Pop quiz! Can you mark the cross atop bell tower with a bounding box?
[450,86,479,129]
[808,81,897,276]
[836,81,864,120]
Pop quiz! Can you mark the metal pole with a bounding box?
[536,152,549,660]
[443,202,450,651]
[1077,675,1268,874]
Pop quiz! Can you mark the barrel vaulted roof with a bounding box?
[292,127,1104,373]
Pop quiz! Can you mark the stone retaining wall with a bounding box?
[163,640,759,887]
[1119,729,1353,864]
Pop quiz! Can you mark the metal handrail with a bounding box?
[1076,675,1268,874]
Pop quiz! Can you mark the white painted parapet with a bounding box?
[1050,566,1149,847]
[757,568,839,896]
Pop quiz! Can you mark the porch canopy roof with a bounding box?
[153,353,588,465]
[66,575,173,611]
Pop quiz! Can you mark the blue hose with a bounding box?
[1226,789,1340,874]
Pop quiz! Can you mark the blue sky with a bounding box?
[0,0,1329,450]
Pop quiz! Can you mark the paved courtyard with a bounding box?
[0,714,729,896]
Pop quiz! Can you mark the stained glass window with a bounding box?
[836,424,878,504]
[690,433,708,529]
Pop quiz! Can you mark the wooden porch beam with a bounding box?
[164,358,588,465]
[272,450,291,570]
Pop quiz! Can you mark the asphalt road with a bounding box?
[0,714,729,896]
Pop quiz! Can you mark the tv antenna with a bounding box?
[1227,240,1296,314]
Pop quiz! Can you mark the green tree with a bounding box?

——

__What you have to do__: Return each line of the records above that contains the string "porch", copied in full.

__Written answer__:
Pop quiz! Can you mark the porch canopy roof with a bounding box?
Pop quiz! Can you mark the wooden porch beam with a bounding box?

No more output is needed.